What you are asked to do => Rewrite the lines below as a JSON list of strings, with one string per line and no blank lines. Leave out the pictures.

▼▼▼

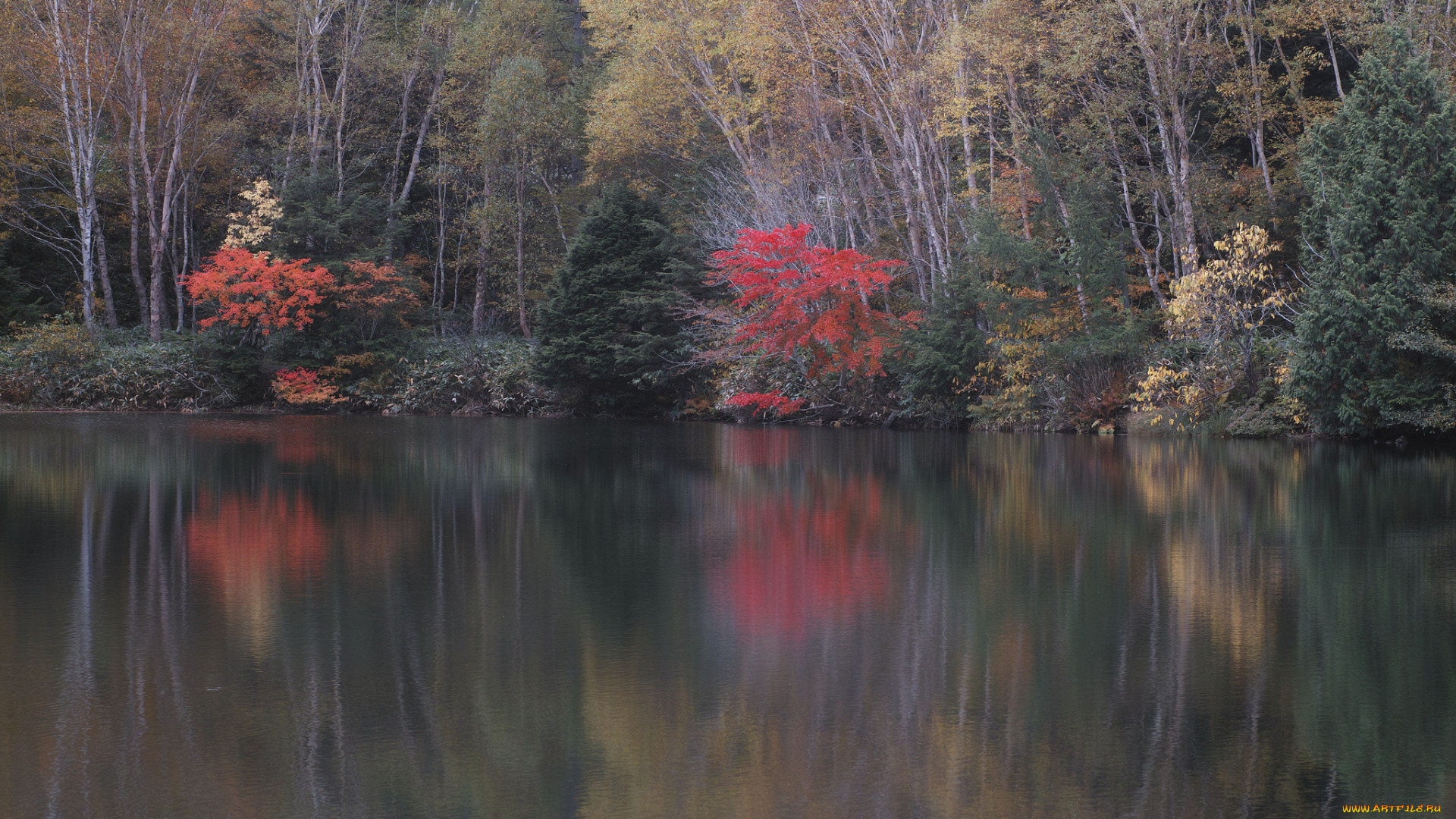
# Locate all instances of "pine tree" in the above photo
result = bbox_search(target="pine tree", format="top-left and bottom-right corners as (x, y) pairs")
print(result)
(1291, 29), (1456, 435)
(532, 185), (687, 410)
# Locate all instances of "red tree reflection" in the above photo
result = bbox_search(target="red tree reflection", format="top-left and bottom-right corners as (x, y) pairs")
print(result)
(712, 481), (899, 640)
(187, 488), (329, 601)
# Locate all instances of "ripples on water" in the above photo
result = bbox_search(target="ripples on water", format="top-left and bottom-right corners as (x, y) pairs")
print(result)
(0, 416), (1456, 817)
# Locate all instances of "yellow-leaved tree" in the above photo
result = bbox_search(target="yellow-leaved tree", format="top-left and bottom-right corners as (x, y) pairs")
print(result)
(1133, 223), (1290, 416)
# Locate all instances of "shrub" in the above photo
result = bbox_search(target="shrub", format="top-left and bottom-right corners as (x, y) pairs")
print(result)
(0, 319), (236, 410)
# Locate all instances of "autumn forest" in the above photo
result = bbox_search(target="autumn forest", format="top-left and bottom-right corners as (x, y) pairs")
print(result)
(0, 0), (1456, 438)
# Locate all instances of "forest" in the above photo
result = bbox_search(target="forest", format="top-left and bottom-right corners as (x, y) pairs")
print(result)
(0, 0), (1456, 438)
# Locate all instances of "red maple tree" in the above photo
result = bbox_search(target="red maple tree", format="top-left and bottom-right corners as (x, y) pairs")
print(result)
(184, 248), (335, 338)
(709, 224), (920, 414)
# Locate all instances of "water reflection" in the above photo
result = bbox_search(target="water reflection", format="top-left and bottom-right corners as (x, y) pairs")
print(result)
(0, 416), (1456, 817)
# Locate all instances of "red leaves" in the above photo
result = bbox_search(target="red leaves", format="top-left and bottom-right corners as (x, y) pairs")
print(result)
(185, 248), (335, 335)
(272, 367), (344, 406)
(709, 224), (920, 414)
(728, 392), (805, 416)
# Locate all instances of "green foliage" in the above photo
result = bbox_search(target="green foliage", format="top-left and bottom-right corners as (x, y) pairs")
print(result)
(0, 318), (236, 410)
(272, 174), (405, 267)
(339, 337), (546, 416)
(896, 275), (987, 425)
(532, 185), (689, 408)
(1291, 29), (1456, 435)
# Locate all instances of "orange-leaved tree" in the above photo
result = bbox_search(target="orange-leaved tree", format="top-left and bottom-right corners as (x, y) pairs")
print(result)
(709, 224), (920, 416)
(337, 261), (419, 341)
(185, 248), (335, 340)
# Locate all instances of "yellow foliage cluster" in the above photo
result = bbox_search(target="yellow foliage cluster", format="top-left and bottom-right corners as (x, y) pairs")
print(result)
(1133, 223), (1291, 413)
(223, 179), (282, 248)
(1168, 223), (1288, 344)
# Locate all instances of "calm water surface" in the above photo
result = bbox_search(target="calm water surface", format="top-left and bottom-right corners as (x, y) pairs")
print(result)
(0, 416), (1456, 817)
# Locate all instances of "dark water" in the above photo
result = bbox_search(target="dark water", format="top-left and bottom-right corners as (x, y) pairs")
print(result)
(0, 416), (1456, 817)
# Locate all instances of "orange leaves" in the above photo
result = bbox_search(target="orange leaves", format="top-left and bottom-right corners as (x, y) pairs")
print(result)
(714, 224), (920, 378)
(272, 367), (344, 406)
(337, 261), (419, 341)
(185, 248), (335, 337)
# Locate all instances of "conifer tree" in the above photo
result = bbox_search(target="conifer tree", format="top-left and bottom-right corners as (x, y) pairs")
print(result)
(1291, 29), (1456, 435)
(532, 185), (687, 408)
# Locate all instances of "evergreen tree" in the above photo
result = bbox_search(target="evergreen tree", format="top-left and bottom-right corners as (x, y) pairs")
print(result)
(532, 185), (687, 410)
(1291, 29), (1456, 435)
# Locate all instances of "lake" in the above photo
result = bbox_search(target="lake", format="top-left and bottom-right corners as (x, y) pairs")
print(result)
(0, 414), (1456, 817)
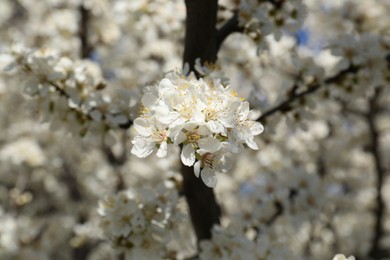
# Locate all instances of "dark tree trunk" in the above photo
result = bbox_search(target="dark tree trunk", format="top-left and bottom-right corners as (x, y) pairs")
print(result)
(181, 0), (221, 242)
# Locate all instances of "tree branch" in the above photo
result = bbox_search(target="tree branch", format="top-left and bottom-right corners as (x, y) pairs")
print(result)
(257, 66), (358, 122)
(79, 5), (93, 59)
(217, 12), (244, 52)
(366, 88), (389, 259)
(183, 0), (218, 71)
(181, 0), (221, 242)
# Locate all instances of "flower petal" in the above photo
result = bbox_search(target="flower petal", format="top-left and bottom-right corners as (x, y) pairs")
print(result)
(198, 136), (221, 153)
(156, 142), (168, 158)
(200, 167), (217, 188)
(133, 117), (152, 136)
(131, 136), (155, 158)
(180, 144), (195, 166)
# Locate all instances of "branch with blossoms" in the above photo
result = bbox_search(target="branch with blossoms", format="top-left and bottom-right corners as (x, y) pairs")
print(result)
(258, 66), (359, 122)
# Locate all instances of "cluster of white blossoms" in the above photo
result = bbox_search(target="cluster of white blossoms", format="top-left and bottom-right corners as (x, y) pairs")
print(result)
(239, 0), (306, 49)
(5, 45), (136, 135)
(131, 73), (264, 187)
(98, 181), (181, 259)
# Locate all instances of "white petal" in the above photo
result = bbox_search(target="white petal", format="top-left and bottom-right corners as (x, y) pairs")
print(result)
(131, 136), (155, 158)
(158, 78), (173, 88)
(174, 131), (187, 145)
(249, 121), (264, 135)
(206, 120), (225, 134)
(200, 167), (217, 188)
(156, 142), (168, 158)
(245, 138), (259, 150)
(180, 144), (195, 166)
(194, 161), (200, 178)
(133, 117), (152, 136)
(198, 136), (221, 153)
(141, 93), (157, 109)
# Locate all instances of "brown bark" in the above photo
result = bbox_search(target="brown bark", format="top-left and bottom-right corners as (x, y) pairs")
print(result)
(181, 0), (220, 242)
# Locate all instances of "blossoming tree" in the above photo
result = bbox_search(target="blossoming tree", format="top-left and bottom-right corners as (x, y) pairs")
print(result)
(0, 0), (390, 260)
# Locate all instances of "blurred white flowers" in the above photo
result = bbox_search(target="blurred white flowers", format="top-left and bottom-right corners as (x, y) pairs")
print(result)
(131, 72), (264, 187)
(98, 182), (181, 259)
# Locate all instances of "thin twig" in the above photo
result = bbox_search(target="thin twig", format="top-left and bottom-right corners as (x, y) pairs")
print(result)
(366, 88), (388, 259)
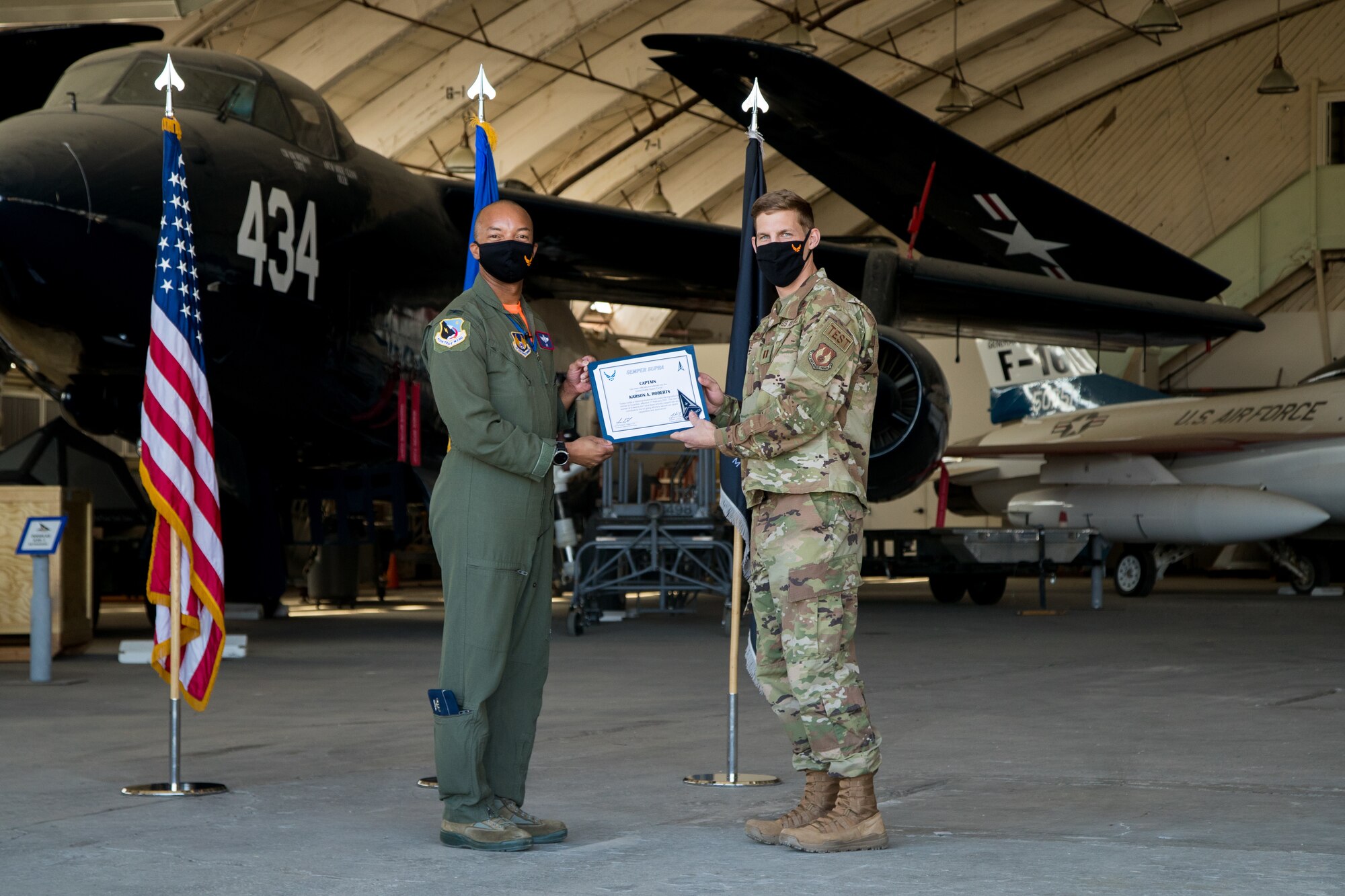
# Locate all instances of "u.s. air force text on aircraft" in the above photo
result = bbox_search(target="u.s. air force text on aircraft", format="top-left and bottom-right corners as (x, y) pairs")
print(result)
(1173, 401), (1330, 426)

▲▲▲

Complete response =>
[
  "# Locate all instances of \"pine tree\" in the above photo",
  "result = bbox_search(target=\"pine tree\", format=\"top-left and bottom-right corners as (x, y) pairs\")",
  "print(result)",
  "(1291, 29), (1456, 435)",
  "(532, 185), (687, 410)",
  "# Locate all instances of \"red tree reflection\" in the above photo",
  "result = bbox_search(target=\"red tree reflection\", format=\"top-left and bottom-right corners as (x, y) pairs\")",
  "print(result)",
  "(712, 481), (899, 640)",
  "(187, 488), (329, 601)",
  "# Locate all instances of \"ripples on water\" in the above photo",
  "result = bbox_search(target=\"ripples on water\", format=\"top-left and bottom-right corners as (x, y) pairs\")",
  "print(result)",
  "(0, 416), (1456, 817)",
  "# Locate all instances of \"yellow-leaved tree\" in the above photo",
  "result = bbox_search(target=\"yellow-leaved tree\", format=\"top-left and bottom-right corners as (x, y) pairs\")",
  "print(result)",
  "(1133, 223), (1290, 416)",
  "# Locate all instances of \"shrub\" in the above photo",
  "result = bbox_search(target=\"shrub\", format=\"top-left and bottom-right corners as (x, y) pairs\")",
  "print(result)",
  "(0, 319), (236, 410)",
  "# Locate all instances of \"autumn forest\" in the above photo",
  "result = bbox_search(target=\"autumn forest\", format=\"top-left and bottom-right corners as (x, y) pairs\")",
  "print(result)",
  "(0, 0), (1456, 438)",
  "# Locate all instances of \"forest\" in the above photo",
  "result = bbox_search(target=\"forest\", format=\"top-left and bottom-right corners as (x, y) pairs\")",
  "print(result)",
  "(0, 0), (1456, 438)",
  "# Locate all instances of \"red maple tree\" in the above photo",
  "result = bbox_search(target=\"red maple tree\", format=\"top-left and bottom-right corners as (x, y) pairs\")",
  "print(result)",
  "(184, 248), (335, 338)",
  "(709, 224), (920, 414)",
  "# Locate all instances of \"water reflection\" in the above photo",
  "result = bbox_search(target=\"water reflection\", format=\"top-left and bottom-right corners as (x, y) pairs\")",
  "print(result)",
  "(0, 416), (1456, 817)",
  "# Locate all instances of \"red leaves\" in the above photo",
  "result = bbox_search(target=\"red leaves\", format=\"top-left and bottom-right corners as (x, y) pairs\")",
  "print(result)",
  "(185, 248), (335, 335)",
  "(272, 367), (344, 406)",
  "(709, 224), (920, 414)",
  "(728, 392), (805, 416)",
  "# Locate all instances of \"green foliage\" in the above photo",
  "result = bbox_search(target=\"green foliage\", format=\"top-left and bottom-right corners as (x, y) pairs\")",
  "print(result)",
  "(0, 318), (236, 410)",
  "(272, 174), (405, 267)",
  "(339, 337), (546, 416)",
  "(896, 275), (987, 425)",
  "(532, 185), (689, 408)",
  "(1291, 29), (1456, 435)",
  "# Locate all instances of \"orange-leaved tree\" in the above photo",
  "result = bbox_search(target=\"orange-leaved tree\", format=\"top-left and bottom-right corners as (x, y) pairs\")",
  "print(result)",
  "(709, 224), (920, 416)",
  "(337, 261), (419, 341)",
  "(185, 248), (335, 340)",
  "# Locate all instances of \"yellow foliage cluster\" in the above photo",
  "result = bbox_search(target=\"yellow foliage cluster\", format=\"top-left and bottom-right corners as (x, y) pairs\")",
  "print(result)",
  "(1133, 223), (1291, 413)",
  "(223, 179), (282, 248)",
  "(1168, 223), (1288, 344)",
  "# Locate all instances of \"calm water surface\" in the above photo",
  "result = bbox_search(target=\"calm water surface\", format=\"top-left and bottom-right corners as (x, y) pairs\")",
  "print(result)",
  "(0, 416), (1456, 817)",
  "# Locate all instances of \"dark water\" in the above photo",
  "result = bbox_search(target=\"dark water\", format=\"top-left and bottom-right corners as (x, y) pairs\")",
  "print(result)",
  "(0, 416), (1456, 817)",
  "# Locate all instances of \"orange leaves\" in the above photo",
  "result = bbox_search(target=\"orange leaves\", format=\"top-left and bottom-right corners as (x, y) pairs\")",
  "print(result)",
  "(714, 224), (920, 378)",
  "(272, 367), (344, 406)",
  "(337, 261), (419, 341)",
  "(185, 248), (335, 337)",
  "# Locate all instances of \"conifer tree\" in the above photo",
  "result = bbox_search(target=\"conifer tree\", format=\"top-left and bottom-right corners as (x, y) pairs\")",
  "print(result)",
  "(1291, 29), (1456, 435)",
  "(532, 185), (687, 408)",
  "# Locate all instances of \"evergreen tree\" in the above photo",
  "result = bbox_search(target=\"evergreen tree\", format=\"top-left and bottom-right corners as (x, y) pairs\")",
  "print(result)",
  "(532, 185), (687, 410)",
  "(1291, 29), (1456, 435)",
  "# Locate all instances of \"lake\" in the above photo",
  "result = bbox_search(target=\"lake\", format=\"top-left and bottom-right corners as (x, y) pairs\")",
  "print(result)",
  "(0, 414), (1456, 817)",
  "# Locate all instances of \"dark tree trunk\" in the above photo",
  "result = bbox_search(target=\"dark tree trunk\", format=\"top-left and bottom-right corners as (x, y) pairs\")",
  "print(result)",
  "(181, 0), (221, 242)",
  "# Locate all instances of \"tree branch\" in the above photo",
  "result = bbox_search(target=\"tree branch\", format=\"top-left and bottom-right corners as (x, y) pairs\")",
  "print(result)",
  "(257, 66), (358, 122)",
  "(79, 5), (93, 59)",
  "(217, 12), (244, 52)",
  "(366, 88), (389, 259)",
  "(183, 0), (218, 71)",
  "(181, 0), (221, 242)",
  "# Locate all instances of \"flower petal\" in the above photo",
  "result = bbox_search(target=\"flower petal\", format=\"top-left and bottom-right corners as (x, y) pairs\")",
  "print(result)",
  "(198, 136), (221, 153)",
  "(156, 142), (168, 158)",
  "(200, 167), (217, 188)",
  "(133, 117), (152, 136)",
  "(131, 136), (155, 158)",
  "(180, 144), (195, 166)",
  "# Locate all instances of \"branch with blossoms\" in the above photo",
  "result = bbox_search(target=\"branch with blossoms\", format=\"top-left and bottom-right corners as (x, y) pairs\")",
  "print(result)",
  "(258, 66), (359, 122)",
  "# Locate all instances of \"cluster of white blossoms\" in the above photo",
  "result = bbox_search(target=\"cluster of white blossoms\", format=\"top-left and bottom-right corners as (x, y) pairs\")",
  "print(result)",
  "(239, 0), (306, 49)",
  "(5, 45), (136, 135)",
  "(131, 73), (264, 187)",
  "(98, 181), (181, 259)",
  "# Locate all instances of \"white petal\" in the above photo",
  "result = bbox_search(target=\"white petal\", format=\"top-left and bottom-right corners as (x, y) pairs\")",
  "print(result)",
  "(131, 136), (155, 158)",
  "(158, 78), (173, 88)",
  "(174, 131), (187, 145)",
  "(249, 121), (264, 135)",
  "(206, 120), (225, 134)",
  "(200, 167), (217, 188)",
  "(156, 142), (168, 158)",
  "(245, 138), (259, 150)",
  "(180, 144), (195, 166)",
  "(194, 161), (200, 178)",
  "(133, 117), (152, 136)",
  "(198, 136), (221, 153)",
  "(141, 93), (157, 109)",
  "# Locate all instances of \"brown bark\" in the above photo",
  "result = bbox_search(target=\"brown bark\", format=\"top-left and bottom-right corners as (x, y) pairs\")",
  "print(result)",
  "(181, 0), (220, 242)",
  "# Locate all instances of \"blossoming tree\" in the above photo",
  "result = bbox_search(target=\"blossoming tree\", format=\"top-left and bottom-right corners as (x, y) pairs\")",
  "print(result)",
  "(0, 0), (390, 260)",
  "# Locate all instances of \"blurred white flowers\" in the above photo",
  "result = bbox_search(target=\"blurred white flowers\", format=\"top-left and bottom-right corners as (x, y) pairs\")",
  "print(result)",
  "(131, 72), (264, 187)",
  "(98, 182), (181, 259)",
  "# Locate all instances of \"thin twig\" in the above photo",
  "result = bbox_search(target=\"thin twig\", format=\"top-left and bottom-right corners as (x, y) pairs\")",
  "print(result)",
  "(366, 88), (388, 259)",
  "# Locate all instances of \"u.s. air force text on aircraft\" in the above photo",
  "result = bbox_search(target=\"u.s. air force text on aircraft\", format=\"top-left and bottom-right corners as (x, y) pairs\")",
  "print(result)",
  "(1173, 401), (1330, 426)"
]